** Opening Passage to read block **
I danni subiti dalla Pietà di Michelangelo
The damage suffered by Michelangelo’s Pietà.
I danni sul braccio della Vergine
The damage on the arm of the Virgin
I danni sul volto della Vergine
The damage on the face of the Virgin
I danni sul volto della Vergine
The damage on the face of the Virgin
Michelangelo, Pietà (1497-1499; marmo di Carrara, 174 x 195 x 69 cm; Città del Vaticano, San Pietro)
Michelangelo, Pieta (1497-1499; Carrara marble, 174 x 195 x 69 cm; Vatican City, St. Peter’s)

The work, which was also followed with great interest by one of the greatest restorers in history, Cesare Brandi, then director of the Central Institute for Restoration, lasted nine months and, as anticipated, was carried out directly in the chapel of the Pieta in St. Peter’s: a wooden bulkhead protected the restoration site from the view of observers, as well as from the possible gestures of other ill-intentioned people. Instead, tests on adhesives and material analysis are carried out in the laboratory. The tests end on October 7, the date when the operational phase begins. The left eye, which was heavily damaged (László Tóth’s hammer had not only chipped it, but had also left a trace of blue paint, an oily substance), is reconstructed with the help of a silicone cast, and the stain is removed with the help of adhesive tapes, rather than being scraped away, at the risk of leaving obvious shading. The fragments of the nose are then reattached, and last the forearm is put back in place with a stainless steel pin. Finally, a cleaning is carried out. Not all the gaps are restored: some are deliberately left unresolved behind the back of the neck, as an imperishable reminder of the thoughtless act. The work is finally returned to the world on March 25, 1973. Brandi reserved words of praise for the intervention: “The kind of restoration that has been [...] carried out, and one must be grateful for it,” he would write in Corriere della Sera, “is a prudent, respectful and removable restoration. Above all, I appreciate the fact that even the very small additions that have been made to the offended eyelid and the sides of the nose, which was suddenly detached, are in an easily removable synthetic material, as is also the mastic with which the tip of the nose was attached and the reconstituted parts of fragments of the veil.”

In the end, Tóth would suffer no indictment: on January 29, 1973, he was admitted to a psychiatric hospital, from which he was released on January 9, 1975, only to be taken to Australia. Even in his adopted country he is not arrested. We do not know then what happened to Tóth in the following years: he apparently spent the last years of his existence in a nursing home in Strathfield, where he died on September 11, 2012. However, his story has been a source of inspiration for writers and musicians. Actor, screenwriter and author Don Novello, for some time, took to writing a number of letters to famous people using the Hungarian’s first and last name as a pseudonym: the letters would later be collected in several volumes. Cartoonist Steve Ditko would publish a book in 1992 called Laszlo’s Hammer, an essay on the opposition between creation and destruction written in the form of a comic strip. And the debut album by singer and guitarist Giorgio Canali, Che fine ha fatto Lazlotòz (1998), also refers to László Tóth, where, in the song that gives the record its name, Canali imagines a God in his daily routine wondering, precisely, what happened to László Tóth, whose gesture is somehow compared to the iconoclasm of punk music.

László Tóth’s attack on the Pieta, after triggering an intense debate on the protection of works of art, has produced an effect that is still visible today: for fifty years, Michelangelo’s work has been protected by thick bulletproof glass, intended to prevent the replication of a gesture similar to that of the Hungarian who believed he was Christ. But that does not prevent one from marveling at Michelangelo’s masterpiece.
** Closing Passage to read block **
** Opening Dataset records block **
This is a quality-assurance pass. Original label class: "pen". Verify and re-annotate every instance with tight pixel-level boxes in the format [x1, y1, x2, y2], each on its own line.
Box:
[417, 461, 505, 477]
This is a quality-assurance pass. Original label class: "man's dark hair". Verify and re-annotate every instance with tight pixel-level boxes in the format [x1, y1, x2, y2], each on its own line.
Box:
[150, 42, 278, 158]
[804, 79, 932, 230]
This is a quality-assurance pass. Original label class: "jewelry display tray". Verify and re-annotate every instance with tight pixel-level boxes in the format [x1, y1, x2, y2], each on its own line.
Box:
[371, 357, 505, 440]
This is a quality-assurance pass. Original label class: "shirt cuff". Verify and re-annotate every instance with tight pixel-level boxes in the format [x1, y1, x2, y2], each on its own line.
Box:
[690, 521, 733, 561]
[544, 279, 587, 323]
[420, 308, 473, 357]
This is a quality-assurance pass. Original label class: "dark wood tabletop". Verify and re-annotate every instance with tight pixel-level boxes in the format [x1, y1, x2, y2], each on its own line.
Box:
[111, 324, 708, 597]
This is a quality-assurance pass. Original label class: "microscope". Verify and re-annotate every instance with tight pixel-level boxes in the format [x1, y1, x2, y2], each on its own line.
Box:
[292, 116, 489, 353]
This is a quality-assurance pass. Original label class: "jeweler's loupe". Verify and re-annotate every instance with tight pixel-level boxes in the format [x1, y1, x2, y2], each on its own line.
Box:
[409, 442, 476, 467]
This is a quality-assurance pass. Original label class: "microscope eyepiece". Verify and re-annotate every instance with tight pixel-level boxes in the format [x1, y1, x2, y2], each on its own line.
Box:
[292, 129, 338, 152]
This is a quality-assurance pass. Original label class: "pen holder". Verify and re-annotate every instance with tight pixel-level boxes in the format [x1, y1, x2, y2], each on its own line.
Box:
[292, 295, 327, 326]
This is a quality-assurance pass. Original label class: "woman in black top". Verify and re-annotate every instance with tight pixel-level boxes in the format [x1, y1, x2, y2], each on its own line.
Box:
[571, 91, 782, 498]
** Closing Dataset records block **
[Directions] In the text about the damage to Michelangelo's Pietà, what was used to put the forearm back in place?

[Written reply] A stainless steel pin.